Your objective:
Reproduce the lines from the one containing "outline --target=rocky ground" up to and including the one containing "Mark the region of every instance of the rocky", swapping "rocky ground" for "bare rock" and changing nothing else.

Dataset extract:
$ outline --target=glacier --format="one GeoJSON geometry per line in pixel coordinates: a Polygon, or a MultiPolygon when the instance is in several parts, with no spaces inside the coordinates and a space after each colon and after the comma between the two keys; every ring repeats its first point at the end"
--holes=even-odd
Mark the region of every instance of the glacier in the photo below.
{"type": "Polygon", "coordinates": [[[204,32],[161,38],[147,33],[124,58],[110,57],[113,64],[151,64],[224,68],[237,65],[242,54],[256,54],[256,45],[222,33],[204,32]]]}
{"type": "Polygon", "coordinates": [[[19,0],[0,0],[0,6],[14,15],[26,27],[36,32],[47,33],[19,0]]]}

---

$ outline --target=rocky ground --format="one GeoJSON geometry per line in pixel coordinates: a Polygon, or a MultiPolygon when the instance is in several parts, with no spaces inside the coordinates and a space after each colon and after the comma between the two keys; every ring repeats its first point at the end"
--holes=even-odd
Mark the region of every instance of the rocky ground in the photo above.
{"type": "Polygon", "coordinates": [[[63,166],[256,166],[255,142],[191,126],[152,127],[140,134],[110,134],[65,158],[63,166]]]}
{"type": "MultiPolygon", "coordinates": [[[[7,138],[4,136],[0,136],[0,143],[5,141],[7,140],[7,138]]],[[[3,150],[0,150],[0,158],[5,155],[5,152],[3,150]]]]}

Output of the task:
$ outline --target=bare rock --format="one GeoJSON geometry per line in pixel coordinates: a Polygon, or a MultiPolygon when the instance is in several parts, with no spaces inside the coordinates and a space after each colon and after the comma between the two keys; every ring repeats its first point at the end"
--holes=even-odd
Mark the region of every instance of the bare rock in the photo above.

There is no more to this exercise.